Abstract
The structure of monometallic decahedral multiply twinned nanoparticles (MTPs) has been extensively studied, whereas less is known about intermetallic MTPs, especially the mechanism of formation of multiply twinned structures, which remains to be understood. Here, by using aberration-corrected scanning transmission electron microscopy, a detailed structural study of AuCu decahedral intermetallic MTPs is presented. Surface segregation has been revealed on the atomic level and the multiply twinned structure was studied systematically. Significantly different from Au and Cu, the intermetallic AuCu MTP adopts a solid-angle deficiency of -13.35°, which represents an overlap instead of a gap (+7.35° gap for Au and Cu). By analysing and summarizing the differences and similarities among AuCu and other existing monometallic/intermetallic MTPs, the formation mechanism has been investigated from both energetic and geometric perspectives. Finally, a general framework for decahedral MTPs has been proposed and unknown MTPs could be predicted on this basis.
Highlights
Nanoparticles (NPs) have received considerable attention for a variety of applications in the fields of energy (Liu et al, 2015), catalysis (Luo & Guo, 2017), environment (Nel et al, 2009) and biology (Gao et al, 2004)

- WORK INSTRUCTION: According to the abstract, what solid-angle deficiency does the intermetallic AuCu MTP adopt?

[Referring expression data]

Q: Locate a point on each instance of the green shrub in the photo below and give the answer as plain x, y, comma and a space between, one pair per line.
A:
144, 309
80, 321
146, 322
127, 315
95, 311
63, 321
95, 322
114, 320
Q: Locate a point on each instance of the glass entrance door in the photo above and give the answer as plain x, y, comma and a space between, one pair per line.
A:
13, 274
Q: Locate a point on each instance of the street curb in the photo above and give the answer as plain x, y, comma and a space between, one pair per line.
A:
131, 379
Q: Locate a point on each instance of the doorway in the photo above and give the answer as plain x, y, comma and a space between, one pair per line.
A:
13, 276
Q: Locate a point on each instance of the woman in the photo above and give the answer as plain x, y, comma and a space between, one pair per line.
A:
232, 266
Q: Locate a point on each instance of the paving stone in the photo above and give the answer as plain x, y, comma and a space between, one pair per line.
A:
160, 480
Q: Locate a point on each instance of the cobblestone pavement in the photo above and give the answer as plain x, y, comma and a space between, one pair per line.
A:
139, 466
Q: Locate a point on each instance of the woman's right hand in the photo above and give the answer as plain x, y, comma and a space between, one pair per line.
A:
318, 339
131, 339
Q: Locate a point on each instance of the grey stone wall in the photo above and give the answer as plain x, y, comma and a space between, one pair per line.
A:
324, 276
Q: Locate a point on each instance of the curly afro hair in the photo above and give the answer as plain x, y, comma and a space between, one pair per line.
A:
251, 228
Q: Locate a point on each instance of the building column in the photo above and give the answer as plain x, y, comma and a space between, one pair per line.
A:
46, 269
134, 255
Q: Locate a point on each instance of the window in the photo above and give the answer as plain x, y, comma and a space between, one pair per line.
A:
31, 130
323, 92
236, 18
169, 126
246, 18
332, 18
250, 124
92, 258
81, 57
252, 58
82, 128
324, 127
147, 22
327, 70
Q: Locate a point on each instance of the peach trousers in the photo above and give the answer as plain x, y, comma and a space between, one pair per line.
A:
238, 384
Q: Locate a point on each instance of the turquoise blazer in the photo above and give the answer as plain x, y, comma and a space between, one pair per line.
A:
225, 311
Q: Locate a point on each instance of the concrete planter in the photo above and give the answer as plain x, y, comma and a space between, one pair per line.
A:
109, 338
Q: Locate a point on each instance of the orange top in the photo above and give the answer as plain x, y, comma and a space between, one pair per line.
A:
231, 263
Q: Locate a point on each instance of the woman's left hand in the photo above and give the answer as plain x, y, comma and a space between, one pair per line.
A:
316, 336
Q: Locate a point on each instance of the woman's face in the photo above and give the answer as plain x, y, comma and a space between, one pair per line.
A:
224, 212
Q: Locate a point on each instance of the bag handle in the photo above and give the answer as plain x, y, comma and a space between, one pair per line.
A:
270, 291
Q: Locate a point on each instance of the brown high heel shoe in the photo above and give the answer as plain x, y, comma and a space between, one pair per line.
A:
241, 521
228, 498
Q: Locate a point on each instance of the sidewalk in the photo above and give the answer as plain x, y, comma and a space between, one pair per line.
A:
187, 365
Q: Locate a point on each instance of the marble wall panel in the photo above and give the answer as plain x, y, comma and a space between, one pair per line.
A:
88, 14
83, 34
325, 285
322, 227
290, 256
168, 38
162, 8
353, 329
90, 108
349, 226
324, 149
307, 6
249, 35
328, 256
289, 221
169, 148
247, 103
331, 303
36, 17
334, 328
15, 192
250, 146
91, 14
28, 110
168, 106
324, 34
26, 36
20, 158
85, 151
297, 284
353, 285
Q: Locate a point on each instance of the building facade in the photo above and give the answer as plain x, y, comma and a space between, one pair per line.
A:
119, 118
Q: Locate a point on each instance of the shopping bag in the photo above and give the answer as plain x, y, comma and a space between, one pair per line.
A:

--

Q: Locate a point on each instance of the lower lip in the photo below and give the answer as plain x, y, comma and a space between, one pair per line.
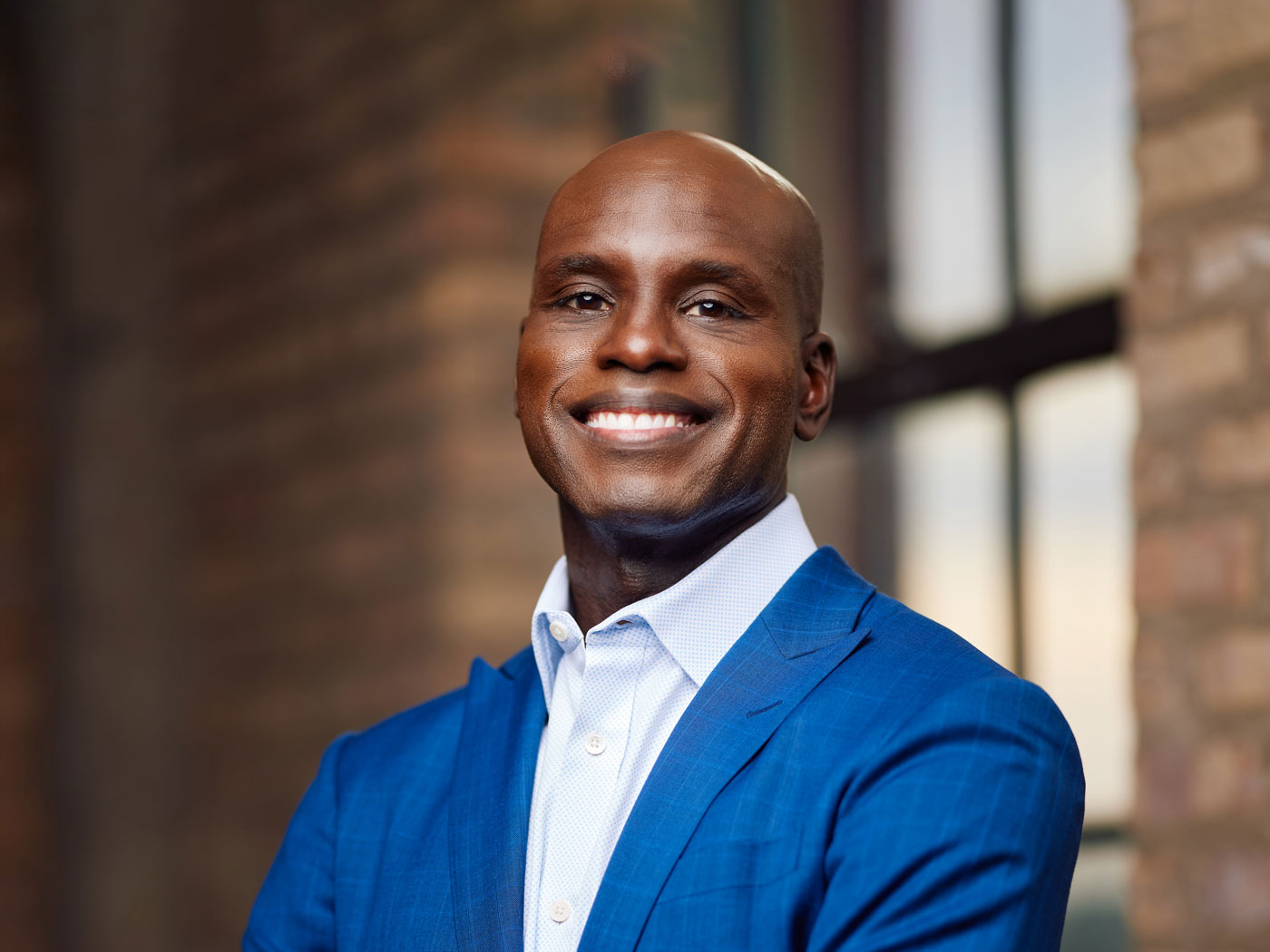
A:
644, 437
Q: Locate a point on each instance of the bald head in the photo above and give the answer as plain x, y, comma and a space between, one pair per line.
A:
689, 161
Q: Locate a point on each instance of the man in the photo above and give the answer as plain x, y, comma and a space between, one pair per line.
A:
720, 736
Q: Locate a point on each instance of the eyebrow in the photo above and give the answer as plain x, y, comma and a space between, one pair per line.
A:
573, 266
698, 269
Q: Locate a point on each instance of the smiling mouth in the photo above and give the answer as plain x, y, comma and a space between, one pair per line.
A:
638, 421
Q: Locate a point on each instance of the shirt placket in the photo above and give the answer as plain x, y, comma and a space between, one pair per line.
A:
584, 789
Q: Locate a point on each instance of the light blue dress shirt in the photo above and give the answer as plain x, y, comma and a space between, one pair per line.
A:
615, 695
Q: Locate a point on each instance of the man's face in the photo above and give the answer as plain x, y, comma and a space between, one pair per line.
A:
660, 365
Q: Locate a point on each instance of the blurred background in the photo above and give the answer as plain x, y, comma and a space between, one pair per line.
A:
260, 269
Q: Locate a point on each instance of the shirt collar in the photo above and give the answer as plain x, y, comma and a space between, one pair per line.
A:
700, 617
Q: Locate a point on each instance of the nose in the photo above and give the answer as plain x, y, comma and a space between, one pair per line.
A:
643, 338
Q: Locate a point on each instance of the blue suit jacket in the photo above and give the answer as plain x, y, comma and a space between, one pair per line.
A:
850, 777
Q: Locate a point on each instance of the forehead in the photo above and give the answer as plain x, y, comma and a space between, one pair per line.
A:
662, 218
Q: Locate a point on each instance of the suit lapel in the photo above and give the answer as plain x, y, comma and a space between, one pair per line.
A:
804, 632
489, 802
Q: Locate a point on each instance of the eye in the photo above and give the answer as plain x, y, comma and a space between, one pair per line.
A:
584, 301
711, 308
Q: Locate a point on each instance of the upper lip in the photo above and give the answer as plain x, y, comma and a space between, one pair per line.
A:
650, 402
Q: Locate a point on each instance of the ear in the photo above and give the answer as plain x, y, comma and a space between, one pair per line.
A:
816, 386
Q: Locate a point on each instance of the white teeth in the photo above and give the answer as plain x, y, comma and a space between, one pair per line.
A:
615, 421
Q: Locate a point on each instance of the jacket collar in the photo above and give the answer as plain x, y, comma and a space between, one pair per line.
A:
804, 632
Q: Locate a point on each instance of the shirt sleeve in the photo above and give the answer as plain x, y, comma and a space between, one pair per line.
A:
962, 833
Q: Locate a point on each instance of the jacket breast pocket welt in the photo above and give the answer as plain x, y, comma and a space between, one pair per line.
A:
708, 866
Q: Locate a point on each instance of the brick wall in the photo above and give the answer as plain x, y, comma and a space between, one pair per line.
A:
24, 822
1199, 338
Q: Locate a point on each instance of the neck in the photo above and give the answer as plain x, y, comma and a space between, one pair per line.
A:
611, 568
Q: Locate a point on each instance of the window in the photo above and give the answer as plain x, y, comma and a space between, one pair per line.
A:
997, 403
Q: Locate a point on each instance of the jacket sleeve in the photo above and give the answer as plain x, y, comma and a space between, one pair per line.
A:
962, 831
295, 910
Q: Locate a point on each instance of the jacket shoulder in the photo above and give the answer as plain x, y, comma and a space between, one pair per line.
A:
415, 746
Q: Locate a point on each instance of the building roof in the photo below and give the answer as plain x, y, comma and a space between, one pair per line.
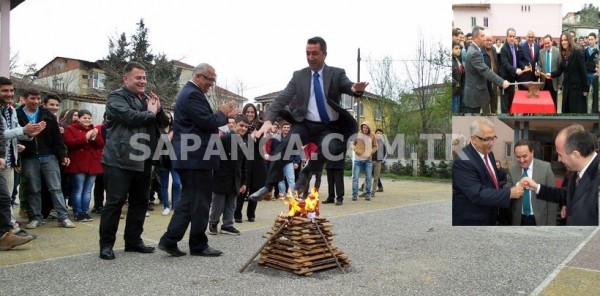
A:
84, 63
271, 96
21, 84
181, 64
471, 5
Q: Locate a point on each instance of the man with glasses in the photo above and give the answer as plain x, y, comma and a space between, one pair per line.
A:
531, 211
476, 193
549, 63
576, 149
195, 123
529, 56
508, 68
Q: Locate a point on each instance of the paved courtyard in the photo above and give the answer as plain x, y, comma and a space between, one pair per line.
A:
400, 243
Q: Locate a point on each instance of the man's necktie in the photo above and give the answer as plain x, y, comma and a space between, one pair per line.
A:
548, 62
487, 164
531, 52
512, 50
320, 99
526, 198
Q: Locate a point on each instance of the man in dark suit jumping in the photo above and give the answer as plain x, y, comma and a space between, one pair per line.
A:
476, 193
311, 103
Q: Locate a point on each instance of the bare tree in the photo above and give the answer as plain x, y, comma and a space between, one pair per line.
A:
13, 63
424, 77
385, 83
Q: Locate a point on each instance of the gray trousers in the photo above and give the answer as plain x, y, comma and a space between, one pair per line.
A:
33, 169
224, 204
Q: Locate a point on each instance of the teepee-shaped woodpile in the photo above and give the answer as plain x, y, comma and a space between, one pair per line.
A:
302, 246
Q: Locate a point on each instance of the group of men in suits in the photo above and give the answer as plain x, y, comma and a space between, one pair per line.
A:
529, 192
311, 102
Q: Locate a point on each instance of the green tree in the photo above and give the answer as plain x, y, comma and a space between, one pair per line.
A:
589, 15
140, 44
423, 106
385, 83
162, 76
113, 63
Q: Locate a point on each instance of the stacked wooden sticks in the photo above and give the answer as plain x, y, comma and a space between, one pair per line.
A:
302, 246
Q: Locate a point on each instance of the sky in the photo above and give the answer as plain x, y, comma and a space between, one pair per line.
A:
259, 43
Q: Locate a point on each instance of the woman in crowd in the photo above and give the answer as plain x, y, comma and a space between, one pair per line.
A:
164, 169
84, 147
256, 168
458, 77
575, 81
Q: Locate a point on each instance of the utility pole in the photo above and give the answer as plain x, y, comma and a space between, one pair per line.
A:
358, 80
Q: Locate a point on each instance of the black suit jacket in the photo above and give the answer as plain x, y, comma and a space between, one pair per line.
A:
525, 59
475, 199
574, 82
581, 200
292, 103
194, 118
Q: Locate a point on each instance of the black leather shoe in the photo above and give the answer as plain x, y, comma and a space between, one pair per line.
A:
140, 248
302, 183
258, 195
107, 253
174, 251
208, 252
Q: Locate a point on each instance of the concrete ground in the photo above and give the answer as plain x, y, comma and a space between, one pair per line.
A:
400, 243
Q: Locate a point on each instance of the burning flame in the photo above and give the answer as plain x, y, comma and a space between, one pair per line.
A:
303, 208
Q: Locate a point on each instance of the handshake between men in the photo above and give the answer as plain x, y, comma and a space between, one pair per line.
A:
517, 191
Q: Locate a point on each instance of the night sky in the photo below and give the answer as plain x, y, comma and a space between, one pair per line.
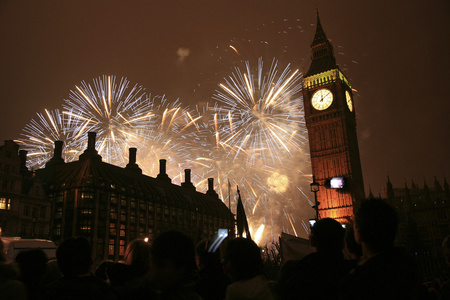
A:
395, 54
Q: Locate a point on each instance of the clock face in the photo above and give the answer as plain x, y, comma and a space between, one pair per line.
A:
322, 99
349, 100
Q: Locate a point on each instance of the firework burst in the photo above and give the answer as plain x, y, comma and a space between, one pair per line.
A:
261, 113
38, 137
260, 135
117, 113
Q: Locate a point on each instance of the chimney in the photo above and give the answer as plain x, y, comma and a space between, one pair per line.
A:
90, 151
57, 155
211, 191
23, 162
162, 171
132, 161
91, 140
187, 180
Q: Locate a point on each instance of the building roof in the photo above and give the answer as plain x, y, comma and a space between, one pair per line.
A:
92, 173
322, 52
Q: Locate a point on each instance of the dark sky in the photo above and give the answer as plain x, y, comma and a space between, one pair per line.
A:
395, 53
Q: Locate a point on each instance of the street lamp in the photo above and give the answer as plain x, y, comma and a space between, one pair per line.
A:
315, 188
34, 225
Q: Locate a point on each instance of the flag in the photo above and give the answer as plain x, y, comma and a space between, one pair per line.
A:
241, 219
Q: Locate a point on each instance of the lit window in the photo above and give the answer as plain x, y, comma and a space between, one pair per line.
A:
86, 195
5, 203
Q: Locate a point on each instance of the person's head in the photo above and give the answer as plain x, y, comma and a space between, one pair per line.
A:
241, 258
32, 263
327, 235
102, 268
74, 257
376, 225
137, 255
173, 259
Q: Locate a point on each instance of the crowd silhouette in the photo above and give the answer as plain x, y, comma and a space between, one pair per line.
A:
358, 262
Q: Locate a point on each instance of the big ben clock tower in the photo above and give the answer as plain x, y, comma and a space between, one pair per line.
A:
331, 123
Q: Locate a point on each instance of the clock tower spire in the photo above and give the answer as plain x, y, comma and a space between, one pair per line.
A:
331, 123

- RESPONSE TO THE TASK: -13.35°, which represents an overlap instead of a gap.